**Activity:**
Each line from the one holding "Target: curved horn" to the end of the listing below must be given again exactly as it appears.

**Material for this task:**
=== Begin Enclosure ===

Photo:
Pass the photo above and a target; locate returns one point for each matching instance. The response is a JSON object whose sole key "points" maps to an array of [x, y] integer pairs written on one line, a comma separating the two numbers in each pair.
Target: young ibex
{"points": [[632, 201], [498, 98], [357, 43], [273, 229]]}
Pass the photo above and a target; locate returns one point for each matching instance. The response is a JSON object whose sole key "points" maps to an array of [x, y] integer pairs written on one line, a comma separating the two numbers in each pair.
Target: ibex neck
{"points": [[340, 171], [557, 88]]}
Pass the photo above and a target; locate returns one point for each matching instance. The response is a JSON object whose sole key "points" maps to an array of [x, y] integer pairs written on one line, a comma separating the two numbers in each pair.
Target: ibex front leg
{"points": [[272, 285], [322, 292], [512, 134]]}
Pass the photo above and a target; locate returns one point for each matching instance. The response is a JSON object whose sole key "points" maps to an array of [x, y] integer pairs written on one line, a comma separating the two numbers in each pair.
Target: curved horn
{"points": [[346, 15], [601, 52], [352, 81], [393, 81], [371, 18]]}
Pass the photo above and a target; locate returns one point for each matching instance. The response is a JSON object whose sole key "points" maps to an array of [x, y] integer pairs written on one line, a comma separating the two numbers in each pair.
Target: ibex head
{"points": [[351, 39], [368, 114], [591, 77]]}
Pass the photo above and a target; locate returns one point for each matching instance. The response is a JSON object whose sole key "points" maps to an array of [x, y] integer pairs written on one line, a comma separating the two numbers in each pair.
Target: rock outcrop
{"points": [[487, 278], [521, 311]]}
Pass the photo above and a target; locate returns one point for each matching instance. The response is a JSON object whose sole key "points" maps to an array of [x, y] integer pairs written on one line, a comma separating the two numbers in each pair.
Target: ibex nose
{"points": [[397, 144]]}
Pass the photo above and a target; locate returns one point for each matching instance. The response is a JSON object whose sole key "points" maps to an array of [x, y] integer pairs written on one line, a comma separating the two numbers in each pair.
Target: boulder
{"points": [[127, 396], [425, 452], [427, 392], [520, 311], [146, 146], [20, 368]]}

=== End Enclosure ===

**Exercise solution:**
Target: curved horn
{"points": [[346, 15], [601, 52], [352, 81], [393, 81], [371, 18]]}
Pass the photo above and a target; locate returns one point for each matching instance. The response is a JSON object whose sole key "points" maps to an array of [x, y] integer pairs written on one line, a comma separating the two numbers in each pair.
Target: ibex head
{"points": [[351, 39], [368, 114], [591, 77]]}
Pass the photo above and a target; locate returns one point for each matching instance. The response is a JSON object whose sole key "points" maps to an array of [x, y] integer pairs written on one line, a comma separating the two numbers in each pair.
Target: rock outcrop
{"points": [[487, 278], [521, 311]]}
Pass the photo above and a target; locate returns one point for each matching instance. The response is a JSON object whose sole key "points" maps to an array of [x, y] integer pairs written on one line, a comma separating the two numbers in each pair.
Target: ibex nose
{"points": [[397, 144]]}
Pass the photo above and a target; locate returns one point for each matching instance. The response is a JSON object whose sole key "points" maps to an array of [x, y] integer pairs written on one line, a comma separating the two numbers in each pair.
Target: boulder
{"points": [[127, 396], [425, 452], [427, 392], [520, 311], [146, 146], [20, 368]]}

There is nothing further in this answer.